=== Begin Enclosure ===

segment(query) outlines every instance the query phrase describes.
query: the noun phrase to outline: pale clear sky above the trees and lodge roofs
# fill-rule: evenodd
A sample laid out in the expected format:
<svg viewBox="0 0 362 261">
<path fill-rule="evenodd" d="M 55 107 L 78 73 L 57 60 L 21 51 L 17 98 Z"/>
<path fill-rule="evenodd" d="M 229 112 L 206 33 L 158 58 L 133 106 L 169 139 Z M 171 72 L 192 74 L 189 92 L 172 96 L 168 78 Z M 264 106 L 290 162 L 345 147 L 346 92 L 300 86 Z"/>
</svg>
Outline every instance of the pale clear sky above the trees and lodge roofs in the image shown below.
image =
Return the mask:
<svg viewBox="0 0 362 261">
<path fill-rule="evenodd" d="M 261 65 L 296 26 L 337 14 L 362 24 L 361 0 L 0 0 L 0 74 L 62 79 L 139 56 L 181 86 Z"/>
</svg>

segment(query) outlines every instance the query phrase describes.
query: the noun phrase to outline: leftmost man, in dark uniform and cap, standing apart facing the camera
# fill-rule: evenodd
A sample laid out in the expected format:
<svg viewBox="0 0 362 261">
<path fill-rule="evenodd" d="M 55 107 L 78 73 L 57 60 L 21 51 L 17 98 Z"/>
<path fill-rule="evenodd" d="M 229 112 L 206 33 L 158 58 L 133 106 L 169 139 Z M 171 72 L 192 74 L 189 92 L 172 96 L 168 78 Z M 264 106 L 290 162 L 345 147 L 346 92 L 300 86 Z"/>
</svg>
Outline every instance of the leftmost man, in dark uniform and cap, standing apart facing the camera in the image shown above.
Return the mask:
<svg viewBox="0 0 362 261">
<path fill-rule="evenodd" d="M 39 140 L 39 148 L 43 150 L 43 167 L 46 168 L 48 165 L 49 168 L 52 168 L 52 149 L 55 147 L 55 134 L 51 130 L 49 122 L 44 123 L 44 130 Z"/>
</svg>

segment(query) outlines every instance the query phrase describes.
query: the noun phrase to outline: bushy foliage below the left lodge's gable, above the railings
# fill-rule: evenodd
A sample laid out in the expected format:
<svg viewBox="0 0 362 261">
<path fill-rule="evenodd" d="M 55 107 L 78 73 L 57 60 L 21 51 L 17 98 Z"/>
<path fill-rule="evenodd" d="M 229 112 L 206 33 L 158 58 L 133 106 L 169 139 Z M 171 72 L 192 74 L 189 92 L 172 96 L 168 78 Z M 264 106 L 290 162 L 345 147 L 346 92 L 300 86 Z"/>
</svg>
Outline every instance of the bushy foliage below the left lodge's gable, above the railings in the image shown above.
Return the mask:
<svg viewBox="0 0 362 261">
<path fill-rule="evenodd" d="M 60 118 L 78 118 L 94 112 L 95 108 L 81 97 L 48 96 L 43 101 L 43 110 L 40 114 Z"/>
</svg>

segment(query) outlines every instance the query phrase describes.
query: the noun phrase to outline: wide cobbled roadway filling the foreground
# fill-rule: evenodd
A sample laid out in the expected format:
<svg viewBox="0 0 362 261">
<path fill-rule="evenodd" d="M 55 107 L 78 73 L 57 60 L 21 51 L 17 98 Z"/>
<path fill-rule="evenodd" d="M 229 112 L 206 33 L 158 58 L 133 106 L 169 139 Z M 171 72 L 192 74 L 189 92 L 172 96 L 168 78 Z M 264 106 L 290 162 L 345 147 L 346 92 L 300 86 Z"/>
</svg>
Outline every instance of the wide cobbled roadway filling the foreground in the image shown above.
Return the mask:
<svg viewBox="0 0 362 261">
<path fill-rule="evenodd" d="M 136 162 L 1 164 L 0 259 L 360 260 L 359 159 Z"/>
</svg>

=== End Enclosure ===

» Assignment
Transcription of all the material must be exact.

» Response for this exercise
segment(query) outlines every instance the query phrase describes.
query: the noun phrase to outline: pale clear sky above the trees and lodge roofs
# fill-rule: evenodd
A sample laid out in the expected format:
<svg viewBox="0 0 362 261">
<path fill-rule="evenodd" d="M 55 107 L 78 73 L 57 60 L 21 51 L 17 98 Z"/>
<path fill-rule="evenodd" d="M 229 112 L 206 33 L 158 58 L 133 106 L 169 139 Z M 171 72 L 192 74 L 189 92 L 172 96 L 168 78 Z M 264 106 L 290 162 L 345 147 L 346 92 L 300 86 Z"/>
</svg>
Outline every instance of the pale clear sky above the trees and lodge roofs in the image shown below.
image =
Return the mask:
<svg viewBox="0 0 362 261">
<path fill-rule="evenodd" d="M 261 65 L 296 26 L 337 14 L 362 24 L 361 0 L 0 0 L 0 74 L 62 79 L 139 56 L 181 86 Z"/>
</svg>

segment(query) outlines every instance the query phrase describes.
query: the noun phrase to outline: leftmost man, in dark uniform and cap, standing apart facing the camera
# fill-rule: evenodd
A sample laid out in the expected format:
<svg viewBox="0 0 362 261">
<path fill-rule="evenodd" d="M 55 107 L 78 73 L 57 60 L 21 51 L 17 98 Z"/>
<path fill-rule="evenodd" d="M 229 112 L 206 33 L 158 58 L 133 106 L 169 139 Z M 171 72 L 192 74 L 189 92 L 172 96 L 168 78 Z M 264 106 L 290 162 L 345 147 L 346 92 L 300 86 Z"/>
</svg>
Outline every instance of the leftmost man, in dark uniform and cap, standing apart facing the camera in the image shown above.
Return the mask:
<svg viewBox="0 0 362 261">
<path fill-rule="evenodd" d="M 39 140 L 39 148 L 43 150 L 43 167 L 46 168 L 48 165 L 49 168 L 52 168 L 52 149 L 55 147 L 55 134 L 51 130 L 49 122 L 44 123 L 44 130 Z"/>
</svg>

segment(query) outlines every instance the query phrase describes.
query: the noun phrase to outline: bushy foliage below the left lodge's gable, above the railings
# fill-rule: evenodd
A sample laid out in the expected format:
<svg viewBox="0 0 362 261">
<path fill-rule="evenodd" d="M 55 107 L 78 73 L 57 60 L 21 51 L 17 98 Z"/>
<path fill-rule="evenodd" d="M 229 112 L 206 33 L 158 58 L 133 106 L 169 139 Z M 171 72 L 192 74 L 189 92 L 172 96 L 168 78 Z M 264 106 L 290 162 L 345 147 L 346 92 L 300 86 Z"/>
</svg>
Outline every instance of the bushy foliage below the left lodge's gable, above the railings in the image shown above.
Return the mask:
<svg viewBox="0 0 362 261">
<path fill-rule="evenodd" d="M 60 118 L 78 118 L 94 112 L 95 108 L 81 97 L 48 96 L 43 101 L 43 110 L 40 114 Z"/>
</svg>

segment(query) outlines every instance the query phrase describes.
query: the noun phrase to outline: wide cobbled roadway filling the foreground
# fill-rule: evenodd
A sample laid out in the expected format:
<svg viewBox="0 0 362 261">
<path fill-rule="evenodd" d="M 55 107 L 78 73 L 57 60 L 21 51 L 17 98 Z"/>
<path fill-rule="evenodd" d="M 229 112 L 206 33 L 158 58 L 133 106 L 169 139 Z M 171 72 L 192 74 L 189 92 L 172 96 L 168 78 Z M 264 106 L 290 162 L 345 147 L 346 92 L 300 86 Z"/>
</svg>
Outline every instance of the wide cobbled roadway filling the foreground in the image shown above.
Return the mask:
<svg viewBox="0 0 362 261">
<path fill-rule="evenodd" d="M 136 162 L 1 164 L 0 259 L 360 260 L 359 159 Z"/>
</svg>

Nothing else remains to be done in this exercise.